Collection entries
====

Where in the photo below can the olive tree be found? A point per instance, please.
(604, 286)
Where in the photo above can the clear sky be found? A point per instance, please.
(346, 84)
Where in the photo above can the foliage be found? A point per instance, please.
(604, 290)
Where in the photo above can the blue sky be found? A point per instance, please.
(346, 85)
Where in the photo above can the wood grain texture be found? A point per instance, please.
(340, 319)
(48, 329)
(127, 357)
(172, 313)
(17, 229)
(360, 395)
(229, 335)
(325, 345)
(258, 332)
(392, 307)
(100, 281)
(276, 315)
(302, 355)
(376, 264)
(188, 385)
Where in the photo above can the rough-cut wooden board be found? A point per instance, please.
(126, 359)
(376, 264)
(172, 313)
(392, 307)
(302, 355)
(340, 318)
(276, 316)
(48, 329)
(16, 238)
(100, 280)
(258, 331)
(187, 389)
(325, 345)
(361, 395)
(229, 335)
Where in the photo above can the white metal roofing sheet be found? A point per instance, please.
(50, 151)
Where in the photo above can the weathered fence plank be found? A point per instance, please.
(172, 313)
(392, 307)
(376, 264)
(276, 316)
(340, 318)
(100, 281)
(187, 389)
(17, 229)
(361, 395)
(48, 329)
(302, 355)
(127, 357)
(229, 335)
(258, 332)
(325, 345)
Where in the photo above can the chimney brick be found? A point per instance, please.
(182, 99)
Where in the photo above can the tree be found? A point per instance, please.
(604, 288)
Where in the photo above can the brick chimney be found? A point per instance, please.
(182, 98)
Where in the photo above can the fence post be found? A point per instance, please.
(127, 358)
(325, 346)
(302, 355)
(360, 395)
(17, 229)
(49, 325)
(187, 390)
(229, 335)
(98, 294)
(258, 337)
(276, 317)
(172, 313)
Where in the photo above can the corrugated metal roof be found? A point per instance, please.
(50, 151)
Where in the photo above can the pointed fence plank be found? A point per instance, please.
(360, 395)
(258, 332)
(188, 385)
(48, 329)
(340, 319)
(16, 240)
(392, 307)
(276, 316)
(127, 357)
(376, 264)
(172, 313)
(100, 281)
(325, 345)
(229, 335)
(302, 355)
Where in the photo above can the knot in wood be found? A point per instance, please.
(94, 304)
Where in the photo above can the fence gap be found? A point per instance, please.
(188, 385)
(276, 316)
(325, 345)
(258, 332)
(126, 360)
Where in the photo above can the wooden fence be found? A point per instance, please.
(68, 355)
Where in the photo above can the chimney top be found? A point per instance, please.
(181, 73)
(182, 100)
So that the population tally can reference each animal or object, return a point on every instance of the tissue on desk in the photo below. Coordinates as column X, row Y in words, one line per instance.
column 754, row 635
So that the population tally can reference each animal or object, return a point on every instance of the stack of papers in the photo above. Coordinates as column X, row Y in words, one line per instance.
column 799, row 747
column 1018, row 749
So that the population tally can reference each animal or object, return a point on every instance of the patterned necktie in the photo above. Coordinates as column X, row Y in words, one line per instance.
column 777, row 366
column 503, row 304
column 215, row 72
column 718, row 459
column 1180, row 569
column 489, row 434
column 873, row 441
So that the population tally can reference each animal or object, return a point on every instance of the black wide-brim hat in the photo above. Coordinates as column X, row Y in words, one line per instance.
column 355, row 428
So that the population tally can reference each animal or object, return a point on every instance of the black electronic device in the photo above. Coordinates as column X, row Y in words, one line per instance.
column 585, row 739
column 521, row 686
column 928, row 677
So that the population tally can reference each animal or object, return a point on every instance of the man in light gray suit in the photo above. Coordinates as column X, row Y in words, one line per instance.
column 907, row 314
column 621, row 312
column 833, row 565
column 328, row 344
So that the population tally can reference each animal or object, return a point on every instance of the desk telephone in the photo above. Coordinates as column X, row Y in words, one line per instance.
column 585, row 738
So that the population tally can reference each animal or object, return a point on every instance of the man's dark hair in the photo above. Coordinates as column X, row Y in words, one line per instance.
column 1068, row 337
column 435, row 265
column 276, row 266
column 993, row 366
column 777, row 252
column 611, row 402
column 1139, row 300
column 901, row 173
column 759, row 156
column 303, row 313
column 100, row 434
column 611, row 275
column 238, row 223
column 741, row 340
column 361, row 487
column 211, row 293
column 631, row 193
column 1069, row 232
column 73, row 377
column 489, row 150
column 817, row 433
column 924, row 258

====

### INSTRUCTIONS TO FOLLOW
From start to finish, retype the records above with complete accuracy.

### RESPONSE TO THE TASK
Where in the photo below can the olive tree be found? A point per instance, please.
(604, 286)
Where in the photo above can the clear sky be found? A point per instance, please.
(346, 84)
Where in the photo above can the foliage be found? A point per instance, please.
(604, 290)
Where in the photo above can the blue sky be found? A point per instance, please.
(346, 85)
Where in the photo above can the wood grain texture be found? A point per instance, please.
(340, 319)
(48, 329)
(127, 357)
(172, 313)
(17, 229)
(360, 395)
(229, 335)
(325, 345)
(258, 332)
(392, 307)
(100, 281)
(276, 315)
(302, 355)
(376, 264)
(188, 385)
Where in the photo above can the rough-cut wooden board be found? A point per instance, please.
(126, 359)
(376, 264)
(172, 313)
(392, 307)
(302, 355)
(340, 318)
(276, 316)
(48, 329)
(16, 238)
(100, 280)
(258, 331)
(187, 389)
(325, 345)
(361, 395)
(229, 335)
Where in the photo above can the white metal roofing sheet be found? A point per instance, please.
(50, 151)
Where in the photo above can the weathered fence plank be found? A point per instance, please.
(172, 313)
(392, 307)
(376, 264)
(276, 316)
(340, 318)
(100, 281)
(187, 389)
(17, 229)
(361, 395)
(48, 329)
(302, 355)
(127, 357)
(229, 335)
(258, 332)
(325, 345)
Where in the photo above can the chimney brick be found? A point per instance, please.
(182, 99)
Where in the photo above can the tree be found? A point per instance, please.
(604, 288)
Where in the photo above can the brick chimney be found? A point per instance, please.
(182, 98)
Where in the photo above can the fence post be found? A point per instance, please.
(127, 358)
(325, 346)
(302, 355)
(360, 395)
(17, 229)
(49, 325)
(187, 390)
(229, 335)
(98, 294)
(258, 337)
(276, 317)
(172, 313)
Where in the photo above can the corrugated metal roof be found? A point per instance, please.
(50, 151)
Where in the photo above can the pointed fence plank be found? A point per instance, please.
(360, 395)
(258, 332)
(188, 385)
(48, 329)
(340, 319)
(16, 240)
(392, 307)
(276, 316)
(127, 357)
(376, 264)
(172, 313)
(100, 281)
(325, 345)
(229, 335)
(302, 355)
Where in the photo above can the knot in wood be found? A point per instance, please.
(94, 304)
Where in the photo above can the fence gap be found? A point per instance, please.
(188, 385)
(276, 316)
(325, 345)
(258, 332)
(126, 360)
Where in the photo above can the wooden fence be found? A point per instance, please.
(68, 355)
Where in the photo above can the chimney top be found? A point per instance, please.
(181, 73)
(182, 100)
So that the population tally can reference each animal or object, return a point on every instance of the tissue on desk in the photo below. Coordinates as column X, row Y in words, one line per instance.
column 754, row 635
So that the population tally can reference each animal or object, return a point on every instance of the stack of papers in the photo above. Coordinates as column X, row Y in words, one line per instance.
column 799, row 747
column 1018, row 749
So that the population tally can reference each animal or object, return a point on every instance of the patterned necktie in the photo above. Coordinates as column X, row Y in words, one line per instance.
column 777, row 366
column 503, row 304
column 215, row 72
column 718, row 459
column 1180, row 569
column 489, row 434
column 873, row 441
So that the population tally can reference each animal or object, return a point on every instance of the black wide-brim hat in the photo above. Coordinates as column X, row Y in words, one line per instance.
column 355, row 428
So that the population tally can reference each animal or object, return a point on every instance of the black electronic device in the photo above. Coordinates as column X, row Y in words, one line per instance.
column 585, row 739
column 521, row 686
column 928, row 677
So that the population tally can reference each animal or object, return a point on every instance of the man in light gray suit in the photo above. Coordinates as column X, row Y in words, one line per instance.
column 907, row 314
column 621, row 312
column 833, row 565
column 328, row 344
So that the population tally can reference each animal or object, return a point on every instance of the desk telephone in the photo above. Coordinates as column X, row Y in words, one line per instance.
column 585, row 738
So that the population tally can reference each animal or object, return a point on every instance of the man's dark hair in the photo above. Coordinates as column X, row Y in words, one line per instance.
column 1068, row 337
column 435, row 265
column 276, row 266
column 993, row 366
column 777, row 252
column 611, row 402
column 1139, row 300
column 901, row 173
column 759, row 156
column 303, row 313
column 100, row 434
column 611, row 275
column 238, row 223
column 741, row 340
column 361, row 487
column 211, row 293
column 631, row 193
column 1069, row 232
column 73, row 377
column 489, row 150
column 817, row 433
column 924, row 258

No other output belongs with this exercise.